PASSAGE:

****************************************

Well that depends on the size of the cap, to be honest, I find Texas's cap is too low at $250,000 and should increase. The caps purpose should be to stop the ridiculous awards where juries award tens or hundreds of millions.
 
Capping does help the frivolous cases even now because a trial lawyer would want to be damn sure they have a good case as the return on their cost is not so high that they can gamble on very unlikely to win (which frivolous usually falls under) cases.


Well that depends on the size of the cap, to be honest, I find Texas's cap is too low at $250,000 and should increase. The caps purpose should be to stop the ridiculous awards where juries award tens or hundreds of millions.

Most contengency fee attorneys who take frivilous cases on a regular bases go out of business. I know one with that problem today!
 
Caps are the dumbist of ideas out there, I am not against all tort reform, but I am against caps.

I don't like much of any government regulation, but this is not a free market bound by the usual rules with competitive checks and balances. It is the force of a court via a jury or judge that has the power to award amounts far in excess of what a person's damages could be.

I mean take a look at a single excessive case where a jury awards hundreds of millions, how would you GUARANTEE to limit that if not for caps?
 
Most contengency fee attorneys who take frivilous cases on a regular bases go out of business. I know one with that problem today!
That's good but it obviously isn't enough as they do still exist and there are juries who will award frivolous cases. With a cap, a lawyer has to be that much more certain that his case is plausible and not frivolous. It's not perfect.

****************************************

RECORDS PROVIDED:
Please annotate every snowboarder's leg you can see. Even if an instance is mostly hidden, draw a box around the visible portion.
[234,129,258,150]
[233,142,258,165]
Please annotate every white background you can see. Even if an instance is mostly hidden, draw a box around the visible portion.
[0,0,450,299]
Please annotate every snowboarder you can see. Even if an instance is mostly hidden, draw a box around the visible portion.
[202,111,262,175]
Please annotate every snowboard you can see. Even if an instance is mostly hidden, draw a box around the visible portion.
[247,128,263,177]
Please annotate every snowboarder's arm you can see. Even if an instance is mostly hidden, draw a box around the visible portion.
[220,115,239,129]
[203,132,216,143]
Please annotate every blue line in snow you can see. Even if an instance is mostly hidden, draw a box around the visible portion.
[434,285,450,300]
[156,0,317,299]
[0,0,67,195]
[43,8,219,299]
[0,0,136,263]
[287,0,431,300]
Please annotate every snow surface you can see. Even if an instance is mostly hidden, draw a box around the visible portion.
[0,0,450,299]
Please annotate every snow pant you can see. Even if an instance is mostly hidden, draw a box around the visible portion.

****************************************

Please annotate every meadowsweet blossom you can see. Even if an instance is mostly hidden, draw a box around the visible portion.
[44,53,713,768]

****************************************

BRIEF: Carry the forum exchange about damage caps further, picking up right after its final sentence. The listing has no part in what is asked here.

RESULT OF THIS TASK:
Do you have a different idea?
 
LMAO....

you are simply bitter about being proclaimed a fool in the game.

1) Nigel makes a CLAIM about defense lawyers and corporate lawyers... with nothing to back it up.... so how is that pwning?

2) Nigel doesn't see how it is possible to separate lobbyists who are lawyers from 'lawyers'. Quite frankly... this is just Nigel pwning himself. If someone is a registered lobbyist... then you don't count them... regardless of whether they are a lawyer or not. It is quite simple to exclude them.

3) Do explain how he pwned me here?


Hoopster is double PWNED!

Ouchie!! :eek:
 
I don't like much of any government regulation, but this is not a free market bound by the usual rules with competitive checks and balances. It is the force of a court via a jury or judge that has the power to award amounts far in excess of what a person's damages could be.

I mean take a look at a single excessive case where a jury awards hundreds of millions, how would you GUARANTEE to limit that if not for caps?

At least in Florida, and I know most places.... It is within the judges descretion to reduce an award.
 
At least in Florida, and I know most places.... It is within the judges descretion to reduce an award.
You trust every judge to do so? That only helps when the judge is grounded, but not all of them will be though I think most are.
The problem is that now trial lawyers can often pick their judges (to a degree), especially when they are suing some national company with presence in all or most states; there is some county or area in Illinois where an obscene amount of lawsuits are filed by trial lawyers with far more compared to anywhere else in the nation.
Why? Because in this day and age they have stats on which judges and juries are most likely to award the plaintiff and with the highest damages.
 
You trust every judge to do so? That only helps when the judge is grounded, but not all of them will be though I think most are.
The problem is that now trial lawyers can often pick their judges (to a degree), especially when they are suing some national company with presence in all or most states; there is some county or area in Illinois where an obscene amount of lawsuits are filed by trial lawyers with far more compared to anywhere else in the nation.
Why? Because in this day and age they have stats on which judges and juries are most likely to award the plaintiff and with the highest damages.

No, but I dont trust our justice system to always be perfect. But I do trust it to average out to do justice.